*Brief:*
Swap "silver" for "gold" in the records from the first line up to and including the line with "[(424, 221)]". Give back only those lines, with everything else unchanged.

*Data items:*
┄┄┄┄┄┄

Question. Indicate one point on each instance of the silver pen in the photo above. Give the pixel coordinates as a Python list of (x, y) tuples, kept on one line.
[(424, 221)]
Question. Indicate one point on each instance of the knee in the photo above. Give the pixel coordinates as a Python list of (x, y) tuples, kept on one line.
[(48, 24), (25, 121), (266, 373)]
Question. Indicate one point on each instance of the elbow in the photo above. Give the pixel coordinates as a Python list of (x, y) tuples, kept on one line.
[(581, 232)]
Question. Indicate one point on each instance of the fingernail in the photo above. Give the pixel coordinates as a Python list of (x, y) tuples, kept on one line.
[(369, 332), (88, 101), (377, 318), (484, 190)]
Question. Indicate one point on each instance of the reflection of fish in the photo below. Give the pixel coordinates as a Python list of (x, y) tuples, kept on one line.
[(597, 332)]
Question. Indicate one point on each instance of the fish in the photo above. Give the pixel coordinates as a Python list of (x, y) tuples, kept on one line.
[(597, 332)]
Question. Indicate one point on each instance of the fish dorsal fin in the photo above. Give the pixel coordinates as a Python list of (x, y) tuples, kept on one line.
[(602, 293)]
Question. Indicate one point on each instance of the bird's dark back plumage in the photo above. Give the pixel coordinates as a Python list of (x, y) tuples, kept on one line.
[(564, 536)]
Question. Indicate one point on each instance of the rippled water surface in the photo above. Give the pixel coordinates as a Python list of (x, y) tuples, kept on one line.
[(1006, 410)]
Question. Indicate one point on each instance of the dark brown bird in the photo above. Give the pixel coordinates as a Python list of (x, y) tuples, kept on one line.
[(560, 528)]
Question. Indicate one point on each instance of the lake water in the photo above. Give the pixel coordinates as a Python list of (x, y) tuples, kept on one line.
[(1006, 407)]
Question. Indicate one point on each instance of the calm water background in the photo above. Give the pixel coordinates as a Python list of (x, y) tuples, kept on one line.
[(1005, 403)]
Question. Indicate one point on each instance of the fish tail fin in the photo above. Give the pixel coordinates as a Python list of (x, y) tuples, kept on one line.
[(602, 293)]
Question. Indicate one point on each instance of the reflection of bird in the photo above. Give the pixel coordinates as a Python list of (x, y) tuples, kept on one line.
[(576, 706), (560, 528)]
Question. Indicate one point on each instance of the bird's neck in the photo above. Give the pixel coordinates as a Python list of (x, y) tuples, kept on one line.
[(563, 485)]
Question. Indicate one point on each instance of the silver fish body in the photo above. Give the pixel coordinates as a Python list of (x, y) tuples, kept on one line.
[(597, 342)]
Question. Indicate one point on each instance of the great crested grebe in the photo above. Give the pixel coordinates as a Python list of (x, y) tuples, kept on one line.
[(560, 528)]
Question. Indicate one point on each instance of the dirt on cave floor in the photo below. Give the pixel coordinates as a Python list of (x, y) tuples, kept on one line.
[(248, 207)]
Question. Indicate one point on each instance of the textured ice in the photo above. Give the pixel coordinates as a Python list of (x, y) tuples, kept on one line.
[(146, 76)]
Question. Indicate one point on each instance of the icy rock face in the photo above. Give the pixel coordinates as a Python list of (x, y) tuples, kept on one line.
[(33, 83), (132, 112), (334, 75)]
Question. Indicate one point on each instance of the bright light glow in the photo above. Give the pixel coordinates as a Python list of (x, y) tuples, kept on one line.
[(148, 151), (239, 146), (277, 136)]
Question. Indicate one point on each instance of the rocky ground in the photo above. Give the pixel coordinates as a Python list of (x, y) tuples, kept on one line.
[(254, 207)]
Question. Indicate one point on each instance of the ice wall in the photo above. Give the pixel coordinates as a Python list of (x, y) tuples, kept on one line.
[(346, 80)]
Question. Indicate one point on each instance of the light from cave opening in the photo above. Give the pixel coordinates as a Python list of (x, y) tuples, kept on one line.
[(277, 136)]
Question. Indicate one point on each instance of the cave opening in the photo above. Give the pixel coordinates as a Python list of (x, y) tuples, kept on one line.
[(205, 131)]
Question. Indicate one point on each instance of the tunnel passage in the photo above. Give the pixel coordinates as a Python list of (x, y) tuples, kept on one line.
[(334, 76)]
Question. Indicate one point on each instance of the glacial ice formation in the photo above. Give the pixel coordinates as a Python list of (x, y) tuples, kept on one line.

┄┄┄┄┄┄

*Full response:*
Question. Indicate one point on each instance of the gold pen in the photo above. Give the pixel coordinates as a Python list of (x, y) tuples, kept on one line.
[(424, 221)]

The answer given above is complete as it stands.